### INSTRUCTIONS FOR THE TASK:
Your reply should contain the whole listing below, repeated exactly, and no images.

### GIVEN RECORDS:

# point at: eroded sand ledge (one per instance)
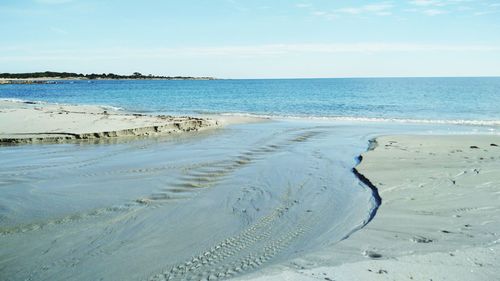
(29, 122)
(439, 220)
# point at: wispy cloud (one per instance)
(434, 12)
(250, 51)
(378, 9)
(53, 1)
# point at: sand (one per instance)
(28, 122)
(439, 218)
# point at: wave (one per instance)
(369, 119)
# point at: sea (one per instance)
(454, 100)
(219, 203)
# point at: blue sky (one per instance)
(253, 39)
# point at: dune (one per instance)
(28, 122)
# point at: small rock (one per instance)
(372, 254)
(421, 239)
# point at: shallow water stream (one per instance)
(210, 206)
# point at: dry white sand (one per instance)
(26, 122)
(439, 218)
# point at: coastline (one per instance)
(410, 238)
(33, 122)
(438, 220)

### SOLUTION FOR THIS PROBLEM:
# point at: eroded sand ledge (one per instance)
(29, 122)
(439, 220)
# point at: wispy cloud (one per instance)
(434, 12)
(250, 51)
(378, 9)
(53, 1)
# point at: sand (one per instance)
(28, 122)
(439, 218)
# point at: wave (one per instance)
(369, 119)
# point at: sea (one per instance)
(454, 100)
(219, 203)
# point at: blue sky (one per instance)
(253, 39)
# point at: dune (one per instance)
(28, 122)
# point at: small rock (one per instance)
(372, 254)
(421, 239)
# point at: shallow water stream (one per instance)
(210, 206)
# point at: dry white sand (one per instance)
(26, 122)
(439, 218)
# point at: coastline (one per instance)
(410, 238)
(33, 122)
(438, 220)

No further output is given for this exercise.